Postby Long John » Tue Feb 06, 2018

I realize some of this has been discussed already. Ignore if it is of no use to you. Also, I do not mean to join the debate over the inequities of the U.S. tax system or how unwisely taxes are spent. This is only to write down my research on how it affects my crypto dealings. Perhaps someone who doesn't want to read the whole thread and the scattered comments in other threads might find it useful.

So I approached the subject of taxing my crypto profits with some naivete. It seemed fairly simple in concept: If I put $10K into the cash/crypto portal (Coinbase) and took $20K out, I would pay tax on the $10K profit. All the maneuverings in between were irrelevant. Not so.

Then I came to understand that it was more granular than that. If I topped certain thresholds, $20K and (not "or") 200 payment transactions, Coinbase/GDAX would report every crypto-to-cash sale to the IRS. Now, in the second half of the year I cashed out my fiat investment (broke even as far as taxation, to my mind), left the profit in crypto and did a lot of trading of crypto to cash and back again in GDAX to build BTC position. But no way I converted to cash 200 times, so I was in the clear. Again, not so.

There had been some ambiguity and different interpretations on whether trading crypto for crypto was an immediately taxable event or "in-kind" trading. Well, my party of choice, under direction of the bankers the president appointed to run his administration, passed a tax bill that among other things removed that crypto ambiguity. Crypto was now stated to be "real property" and every crypto-to-crypto trade was clearly stated to be a taxable event. If I trade Bitcoin for Ether for Litecoin for Bitcoin for Ether for USD etc., each one of those swaps is a taxable event. And profit or loss on each trade is determined by USD value at the time of each trade. Ack! This explained the impossibly huge dollar amount of payments reported by Coinbase on my form 1099-K. Every granular intra-crypto trade in GDAX was added up. Each was considered a "payment." No differentiation between crypto-to-crypto and crypto-to-cash.

MATERIAL
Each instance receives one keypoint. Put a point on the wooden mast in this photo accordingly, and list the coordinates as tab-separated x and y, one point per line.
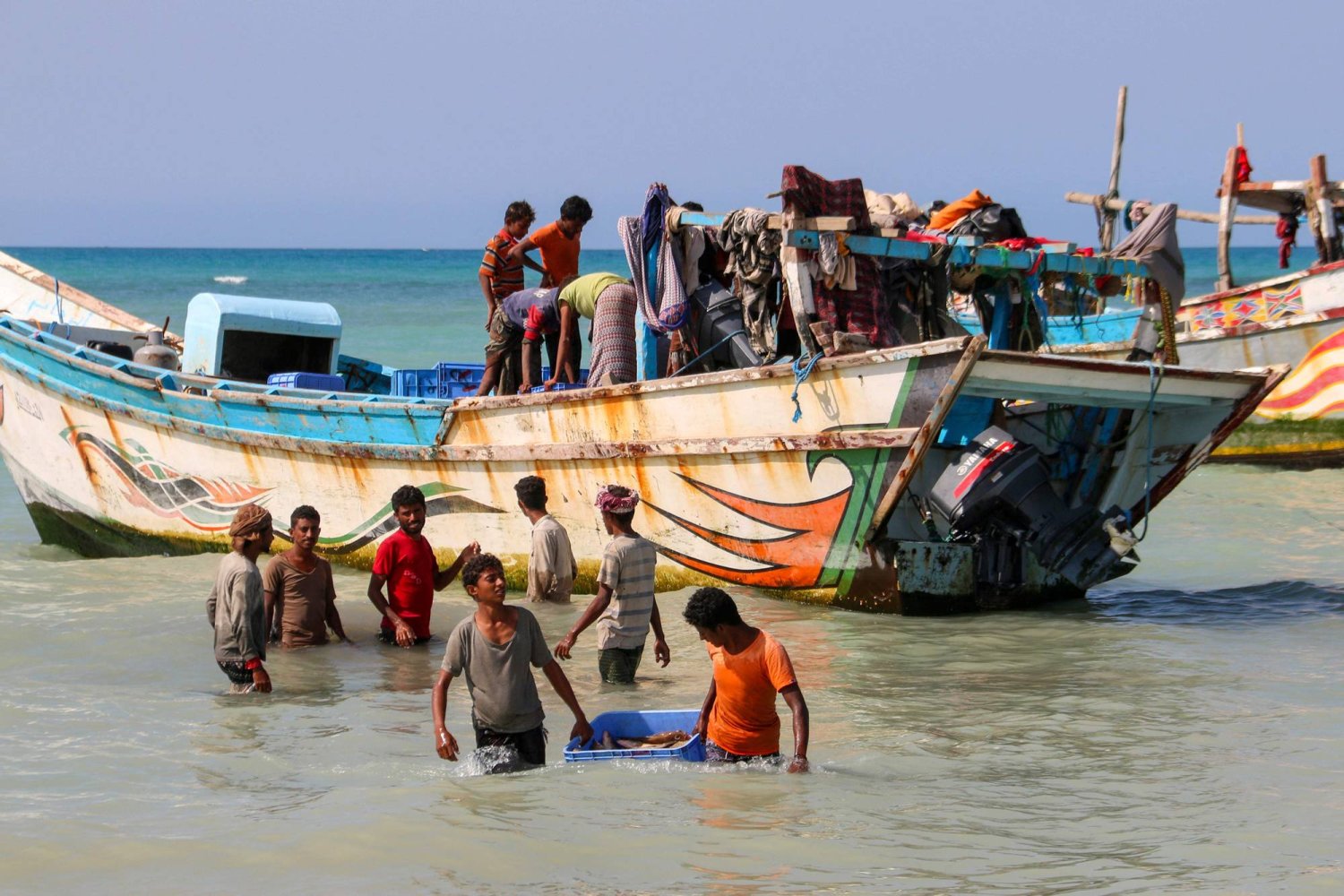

INSTRUCTION A
Answer these about the forum post on crypto taxes:
(i) Which cash/crypto portal did the writer use?
(ii) What two thresholds both had to be topped before Coinbase/GDAX would report crypto-to-cash sales to the IRS?
(iii) How did the tax bill classify crypto?
INSTRUCTION B
Carry on the forum post about taxing crypto trades from its final sentence.
The material comes from a separate source.

EXERCISE OUTPUT A
(i) Coinbase.
(ii) $20K and 200 payment transactions.
(iii) As "real property."

EXERCISE OUTPUT B
Of course, all those payments don't reflect any cost-basis. The profit or loss on each is up to me to figure out, using Coinbase's transaction history. What a nightmare, but at least there are records to refer to. Oh, for my naive idea that I would simply pay tax on cash taken out exceeding cash put in.

Some specific thoughts I would appreciate comments on:
- The tax law that was passed is not retroactive. It does not govern 2017 taxes. Perhaps the ambiquity regarding intra-crypto trades remains for that tax year? Still, Coinbase added them all up on the 1099 and sent the total to IRS.
- Bittrex, where I also traded, even though it is US-based did not notify me of a form 1099 like Coinbase did. If they sent one to IRS, they would have had to provide one to me, too.
- Form 1099-K is called an "information" form. My accountant (whom I have not yet buried under actual transaction records) told me the IRS does not use it the same way as a W-2 to verify income. Since there is no cost-basis reflected, the 1099 is essentially useless (on its own) as a means of determining capital gains.
- However (my thought) it does tell the IRS that I was very active on Coinbase, and thus not reporting crypto gains or losses at all would be dangerous and invite additional scrutiny you may not want. Better to report and discourage them with a pile of paperwork. :lol:
- Trading on foreign exchanges like Binance is beyond the reach of IRS scrutiny. So at least the crypto-crypto trades aren't all added up. But unless I plan to die with my crypto assets in Hong Kong, it has to be taxed eventually.
- The only way to (legally) avoid taxes on crypto is to buy and never sell. Which to me means to donate my money to the crypto market, but that's another conversation.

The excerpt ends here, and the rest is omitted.